Hello!
I was wondering why some people create the face without following the standard PBR (Roughness/Metalness).
It's possible? I mean.. of course you can do it in Marmoset but in a studio it would be possible? And for example, if you have a head where it has some hard surface bake it and you want to use Roughness/specular in the skin but metalness for that piece of metal, how can you make it?
Thanks
Replies
In a project environment, there's likely some rules or pre-built base materials to use. If a existing base material was lacking functionality, I'd bring this up to the art lead or tech art person. It might be on purpose because the benefit is too low.
I see.. in my case maybe you can help me is because i have a sci-fi head in Marmoset that i use roughness and specular (instead of metalness, you know that you can use just one option there.. ) so.. how can i use both in this case? Should i make it the texture face just with metalness? Sorry if it is a stupid question but if the first time with this problem.
Thanks
What do you mean by non standard PBR? Using the Specular Reflectance workflow? Personally, I'm so used to working following the Metalness workflow, I'd have to look up Specular Reflectance. Maybe you find some information relevant to you in the wiki: Rendering
Maybe you could show some example what you mean?
Edit: I don't know if this is of relevance to the question, but in Toolbag setting Reflectivity to Advanced Metalness will allow to set a Specular Map and give Specular controls. Best read up here and experiment.

## Material shown

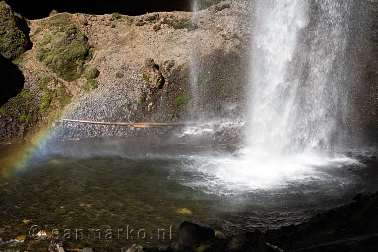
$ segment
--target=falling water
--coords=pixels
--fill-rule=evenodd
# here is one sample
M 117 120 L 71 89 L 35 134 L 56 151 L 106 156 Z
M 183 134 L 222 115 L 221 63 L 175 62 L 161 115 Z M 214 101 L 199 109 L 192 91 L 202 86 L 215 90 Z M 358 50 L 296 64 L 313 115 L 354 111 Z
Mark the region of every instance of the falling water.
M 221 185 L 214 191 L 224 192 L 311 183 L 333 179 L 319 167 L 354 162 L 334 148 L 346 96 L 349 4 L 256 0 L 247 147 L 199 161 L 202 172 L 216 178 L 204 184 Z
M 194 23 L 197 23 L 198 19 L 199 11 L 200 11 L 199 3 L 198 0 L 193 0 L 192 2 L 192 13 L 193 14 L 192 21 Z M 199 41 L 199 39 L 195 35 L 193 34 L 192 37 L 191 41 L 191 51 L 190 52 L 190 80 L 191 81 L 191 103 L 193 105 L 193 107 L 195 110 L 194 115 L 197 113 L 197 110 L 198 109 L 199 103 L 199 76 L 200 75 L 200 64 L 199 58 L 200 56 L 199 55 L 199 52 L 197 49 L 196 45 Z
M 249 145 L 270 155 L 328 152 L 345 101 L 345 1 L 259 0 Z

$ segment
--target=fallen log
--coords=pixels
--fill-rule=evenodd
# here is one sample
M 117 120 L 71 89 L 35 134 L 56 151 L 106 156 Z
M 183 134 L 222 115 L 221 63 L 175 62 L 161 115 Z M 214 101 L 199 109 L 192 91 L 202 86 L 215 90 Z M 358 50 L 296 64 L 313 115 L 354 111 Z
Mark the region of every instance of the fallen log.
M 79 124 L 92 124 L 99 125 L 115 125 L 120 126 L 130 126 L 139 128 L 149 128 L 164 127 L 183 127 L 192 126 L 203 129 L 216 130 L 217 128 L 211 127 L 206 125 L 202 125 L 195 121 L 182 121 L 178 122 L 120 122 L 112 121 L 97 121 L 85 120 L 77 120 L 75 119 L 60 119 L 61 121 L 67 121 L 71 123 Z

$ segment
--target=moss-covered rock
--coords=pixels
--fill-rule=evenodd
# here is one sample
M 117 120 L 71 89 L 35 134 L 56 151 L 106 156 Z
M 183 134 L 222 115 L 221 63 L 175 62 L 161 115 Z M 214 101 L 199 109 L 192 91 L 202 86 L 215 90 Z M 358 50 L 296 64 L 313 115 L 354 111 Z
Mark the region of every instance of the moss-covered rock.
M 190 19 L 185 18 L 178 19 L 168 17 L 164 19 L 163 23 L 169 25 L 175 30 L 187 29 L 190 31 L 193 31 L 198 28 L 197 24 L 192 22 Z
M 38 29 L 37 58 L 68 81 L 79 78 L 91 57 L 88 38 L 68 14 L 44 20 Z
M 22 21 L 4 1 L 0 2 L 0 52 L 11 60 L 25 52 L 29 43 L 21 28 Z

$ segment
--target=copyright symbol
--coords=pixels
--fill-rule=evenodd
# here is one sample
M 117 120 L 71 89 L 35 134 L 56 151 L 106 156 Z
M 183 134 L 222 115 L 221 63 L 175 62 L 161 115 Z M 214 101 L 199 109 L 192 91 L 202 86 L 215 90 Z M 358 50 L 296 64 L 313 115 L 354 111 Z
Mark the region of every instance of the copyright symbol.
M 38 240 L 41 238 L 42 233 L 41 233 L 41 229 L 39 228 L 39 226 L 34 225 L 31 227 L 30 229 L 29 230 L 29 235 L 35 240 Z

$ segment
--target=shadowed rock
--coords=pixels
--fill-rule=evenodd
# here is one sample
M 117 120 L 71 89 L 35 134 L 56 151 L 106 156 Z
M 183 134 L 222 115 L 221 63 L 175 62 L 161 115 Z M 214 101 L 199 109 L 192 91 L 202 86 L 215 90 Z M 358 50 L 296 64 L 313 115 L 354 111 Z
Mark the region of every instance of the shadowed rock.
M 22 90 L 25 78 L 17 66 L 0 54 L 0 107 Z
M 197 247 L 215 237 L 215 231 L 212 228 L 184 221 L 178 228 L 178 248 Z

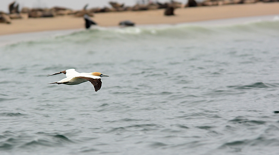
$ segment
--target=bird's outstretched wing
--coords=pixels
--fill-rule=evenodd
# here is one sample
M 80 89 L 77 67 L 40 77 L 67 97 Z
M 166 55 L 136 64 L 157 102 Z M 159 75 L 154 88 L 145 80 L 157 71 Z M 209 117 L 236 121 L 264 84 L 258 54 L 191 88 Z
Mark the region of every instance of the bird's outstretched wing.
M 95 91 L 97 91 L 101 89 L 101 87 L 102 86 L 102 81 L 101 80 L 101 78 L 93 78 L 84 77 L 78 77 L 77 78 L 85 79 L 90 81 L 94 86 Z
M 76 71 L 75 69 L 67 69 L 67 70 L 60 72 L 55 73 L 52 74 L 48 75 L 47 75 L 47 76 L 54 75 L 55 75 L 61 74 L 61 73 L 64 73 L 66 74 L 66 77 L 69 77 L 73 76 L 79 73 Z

## Problems to solve
A: In two sentences, what does the forum thread above say?
B: Answer these questions on the forum thread above, one answer a line:
(i) If an existing base material lacked functionality, whom would the first reply bring this up to?
(ii) Which workflow is the later replier used to working with?
(iii) In Toolbag, what Reflectivity setting allows setting a Specular Map?
C: Print the forum thread above from "It's possible? I" up to and including "is too low.".

## Responses to the tasks
A: A poster asks why some people make a face without following the standard roughness/metalness PBR approach, and how to use roughness/specular for skin alongside metalness for a metal piece on a sci-fi head in Marmoset. Replies say a studio project likely has rules or pre-built base materials, point to the wiki and ask for an example, and note that in Toolbag setting Reflectivity to Advanced Metalness allows a Specular Map and Specular controls.

B:
(i) The art lead or tech art person.
(ii) The Metalness workflow.
(iii) Advanced Metalness.

C:
It's possible? I mean.. of course you can do it in Marmoset but in a studio it would be possible? And for example, if you have a head where it has some hard surface bake it and you want to use Roughness/specular in the skin but metalness for that piece of metal, how can you make it?
Thanks
Replies
In a project environment, there's likely some rules or pre-built base materials to use. If a existing base material was lacking functionality, I'd bring this up to the art lead or tech art person. It might be on purpose because the benefit is too low.